** REQUIRED TASK **
Rewrite the items from the line containing "Each instance receives one keypoint. Mark the green scoreboard" through the last line of the items, both ends included, keeping every request line as it stands. In the answers, multiply each point coordinate by 2.6 and round it to the nearest whole number, rounding halves up.

** INFORMATION GIVEN **
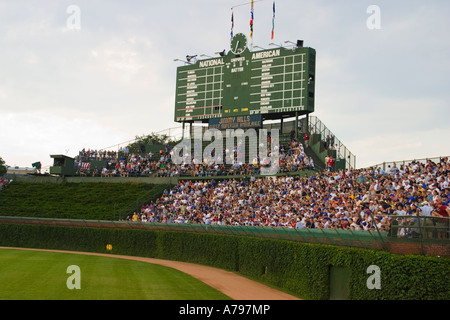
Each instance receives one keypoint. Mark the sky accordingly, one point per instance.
(94, 74)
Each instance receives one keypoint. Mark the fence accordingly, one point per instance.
(424, 235)
(400, 163)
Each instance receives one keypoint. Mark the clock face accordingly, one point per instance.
(238, 43)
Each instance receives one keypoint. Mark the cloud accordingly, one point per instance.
(31, 137)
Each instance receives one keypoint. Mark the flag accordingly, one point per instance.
(251, 21)
(273, 20)
(232, 22)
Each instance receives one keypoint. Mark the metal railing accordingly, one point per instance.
(427, 230)
(400, 163)
(342, 152)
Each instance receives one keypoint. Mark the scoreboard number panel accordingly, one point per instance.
(268, 82)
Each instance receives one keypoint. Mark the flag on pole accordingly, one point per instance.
(273, 20)
(251, 21)
(232, 22)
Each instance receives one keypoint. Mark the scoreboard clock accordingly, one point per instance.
(271, 83)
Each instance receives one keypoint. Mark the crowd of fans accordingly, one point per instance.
(292, 158)
(363, 199)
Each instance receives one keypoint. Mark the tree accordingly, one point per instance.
(3, 167)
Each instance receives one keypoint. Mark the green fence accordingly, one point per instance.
(417, 231)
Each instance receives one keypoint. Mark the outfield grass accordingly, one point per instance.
(38, 275)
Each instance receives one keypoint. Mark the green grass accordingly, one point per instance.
(91, 200)
(39, 275)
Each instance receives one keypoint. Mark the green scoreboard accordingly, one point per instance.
(270, 83)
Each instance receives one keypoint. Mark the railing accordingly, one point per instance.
(317, 127)
(400, 163)
(436, 232)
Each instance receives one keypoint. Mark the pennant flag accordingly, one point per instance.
(273, 20)
(251, 21)
(232, 22)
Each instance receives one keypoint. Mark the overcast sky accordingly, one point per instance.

** TASK OUTPUT **
Each instance receives one keypoint. Mark the green scoreboard accordingly, one point per instance.
(702, 216)
Each instance receives one keypoint. Mark the railing accordingly, one point per instance.
(824, 330)
(1040, 424)
(1134, 603)
Each instance receives one keypoint. Mark the pennant flag accordingly, one point per instance.
(710, 52)
(653, 55)
(603, 57)
Each instance receives one keypoint. Mark the overcast sky accordingly, one point per instance.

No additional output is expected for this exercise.